Point placement records:
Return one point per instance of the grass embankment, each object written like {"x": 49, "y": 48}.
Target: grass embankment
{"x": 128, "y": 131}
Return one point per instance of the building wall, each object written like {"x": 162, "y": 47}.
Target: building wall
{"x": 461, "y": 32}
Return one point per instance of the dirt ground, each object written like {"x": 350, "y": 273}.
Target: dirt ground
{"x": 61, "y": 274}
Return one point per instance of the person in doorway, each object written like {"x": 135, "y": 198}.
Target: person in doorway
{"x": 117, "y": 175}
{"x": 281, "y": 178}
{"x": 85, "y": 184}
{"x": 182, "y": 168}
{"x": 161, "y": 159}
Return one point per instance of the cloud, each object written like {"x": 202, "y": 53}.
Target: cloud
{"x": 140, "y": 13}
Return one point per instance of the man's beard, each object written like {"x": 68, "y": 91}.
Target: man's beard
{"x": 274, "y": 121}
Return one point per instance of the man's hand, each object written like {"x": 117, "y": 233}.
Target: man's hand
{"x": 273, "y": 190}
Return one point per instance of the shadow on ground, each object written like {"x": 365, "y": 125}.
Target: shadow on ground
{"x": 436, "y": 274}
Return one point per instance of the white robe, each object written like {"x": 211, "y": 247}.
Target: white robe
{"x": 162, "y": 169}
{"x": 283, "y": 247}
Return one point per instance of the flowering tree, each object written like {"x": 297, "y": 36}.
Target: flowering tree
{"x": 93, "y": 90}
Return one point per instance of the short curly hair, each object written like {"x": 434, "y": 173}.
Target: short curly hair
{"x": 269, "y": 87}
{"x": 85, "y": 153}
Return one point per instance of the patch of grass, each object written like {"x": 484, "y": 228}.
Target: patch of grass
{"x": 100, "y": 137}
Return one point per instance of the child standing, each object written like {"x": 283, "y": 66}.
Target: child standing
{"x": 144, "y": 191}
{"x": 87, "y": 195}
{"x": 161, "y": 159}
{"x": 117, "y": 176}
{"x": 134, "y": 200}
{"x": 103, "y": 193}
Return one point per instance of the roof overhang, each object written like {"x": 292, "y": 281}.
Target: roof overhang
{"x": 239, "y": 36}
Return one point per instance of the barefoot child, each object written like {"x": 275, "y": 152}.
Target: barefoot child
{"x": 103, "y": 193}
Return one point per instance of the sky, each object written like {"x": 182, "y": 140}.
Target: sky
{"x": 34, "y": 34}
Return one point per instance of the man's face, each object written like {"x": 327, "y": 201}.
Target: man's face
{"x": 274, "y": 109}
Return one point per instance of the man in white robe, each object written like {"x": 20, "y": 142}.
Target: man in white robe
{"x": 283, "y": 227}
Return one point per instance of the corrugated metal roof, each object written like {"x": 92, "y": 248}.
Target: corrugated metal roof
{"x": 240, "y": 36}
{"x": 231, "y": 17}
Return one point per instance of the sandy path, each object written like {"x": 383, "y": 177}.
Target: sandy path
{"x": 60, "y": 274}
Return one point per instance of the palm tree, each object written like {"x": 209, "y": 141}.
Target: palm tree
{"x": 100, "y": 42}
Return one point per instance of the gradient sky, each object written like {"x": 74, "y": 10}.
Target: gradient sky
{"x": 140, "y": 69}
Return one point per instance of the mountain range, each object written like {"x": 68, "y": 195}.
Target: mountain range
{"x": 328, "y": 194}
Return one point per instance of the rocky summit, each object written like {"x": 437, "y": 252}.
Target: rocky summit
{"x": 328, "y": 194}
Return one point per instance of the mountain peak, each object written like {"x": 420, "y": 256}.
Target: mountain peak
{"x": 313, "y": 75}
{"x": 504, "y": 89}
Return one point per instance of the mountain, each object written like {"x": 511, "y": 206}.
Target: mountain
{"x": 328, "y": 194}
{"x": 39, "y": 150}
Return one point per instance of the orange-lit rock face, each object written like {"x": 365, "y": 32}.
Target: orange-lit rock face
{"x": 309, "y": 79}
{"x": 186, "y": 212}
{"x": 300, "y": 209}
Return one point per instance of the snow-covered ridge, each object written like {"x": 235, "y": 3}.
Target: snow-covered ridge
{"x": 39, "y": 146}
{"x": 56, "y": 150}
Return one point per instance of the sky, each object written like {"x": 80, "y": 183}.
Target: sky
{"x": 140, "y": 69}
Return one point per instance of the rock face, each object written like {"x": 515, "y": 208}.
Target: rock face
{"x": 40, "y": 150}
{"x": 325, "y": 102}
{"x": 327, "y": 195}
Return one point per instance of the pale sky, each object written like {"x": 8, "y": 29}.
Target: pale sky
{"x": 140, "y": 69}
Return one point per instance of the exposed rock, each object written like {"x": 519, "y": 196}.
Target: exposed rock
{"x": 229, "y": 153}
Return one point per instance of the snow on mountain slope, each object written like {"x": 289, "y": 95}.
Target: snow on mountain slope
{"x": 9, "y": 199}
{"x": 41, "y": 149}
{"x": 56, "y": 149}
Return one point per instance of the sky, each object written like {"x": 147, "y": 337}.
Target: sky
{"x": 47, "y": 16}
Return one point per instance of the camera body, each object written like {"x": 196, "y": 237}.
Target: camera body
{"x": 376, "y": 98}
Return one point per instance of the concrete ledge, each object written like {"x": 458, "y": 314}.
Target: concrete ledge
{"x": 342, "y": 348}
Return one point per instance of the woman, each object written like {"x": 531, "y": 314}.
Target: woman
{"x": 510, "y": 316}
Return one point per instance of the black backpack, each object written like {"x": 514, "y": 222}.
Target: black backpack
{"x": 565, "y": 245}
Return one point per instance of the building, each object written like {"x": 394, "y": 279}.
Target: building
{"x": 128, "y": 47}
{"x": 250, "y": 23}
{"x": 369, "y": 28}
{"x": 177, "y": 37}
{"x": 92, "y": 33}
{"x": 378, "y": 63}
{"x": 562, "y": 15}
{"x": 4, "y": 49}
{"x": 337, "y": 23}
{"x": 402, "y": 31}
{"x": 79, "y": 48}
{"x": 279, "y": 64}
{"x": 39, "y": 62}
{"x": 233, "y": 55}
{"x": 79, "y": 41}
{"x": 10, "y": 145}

:: What is required ::
Reproduce precisely the span of lines that begins at the line containing "Return one point per instance of the rock face, each" and ends with the last line of the listing.

:: Finished task ::
Return one point per instance of the rock face, each object written like {"x": 515, "y": 208}.
Target: rock face
{"x": 40, "y": 150}
{"x": 325, "y": 102}
{"x": 327, "y": 195}
Return one point per instance of the pale sky, each object written like {"x": 8, "y": 29}.
Target: pale sky
{"x": 140, "y": 69}
Return one point per instance of the exposed rock, each object written like {"x": 519, "y": 196}.
Target: exposed rock
{"x": 229, "y": 153}
Return one point per instance of the snow on mountain slope, each object written like {"x": 289, "y": 95}.
Target: snow on mountain slope
{"x": 9, "y": 199}
{"x": 41, "y": 149}
{"x": 56, "y": 149}
Return one point per instance of the sky, each object written like {"x": 147, "y": 337}.
Target: sky
{"x": 47, "y": 16}
Return one point per instance of the camera body, each object written like {"x": 196, "y": 237}.
Target: camera body
{"x": 376, "y": 98}
Return one point per instance of the concrete ledge, each object written like {"x": 458, "y": 314}.
Target: concrete ledge
{"x": 342, "y": 348}
Return one point per instance of the woman, each object written like {"x": 531, "y": 314}.
Target: woman
{"x": 510, "y": 316}
Return one point per instance of the black backpack, each object written like {"x": 514, "y": 222}.
Target: black backpack
{"x": 565, "y": 245}
Return one point per instance of the building, each object written like {"x": 394, "y": 279}.
Target: building
{"x": 128, "y": 47}
{"x": 250, "y": 23}
{"x": 369, "y": 28}
{"x": 177, "y": 37}
{"x": 92, "y": 33}
{"x": 378, "y": 63}
{"x": 562, "y": 15}
{"x": 4, "y": 49}
{"x": 337, "y": 23}
{"x": 402, "y": 31}
{"x": 79, "y": 48}
{"x": 279, "y": 64}
{"x": 39, "y": 62}
{"x": 233, "y": 55}
{"x": 79, "y": 41}
{"x": 10, "y": 145}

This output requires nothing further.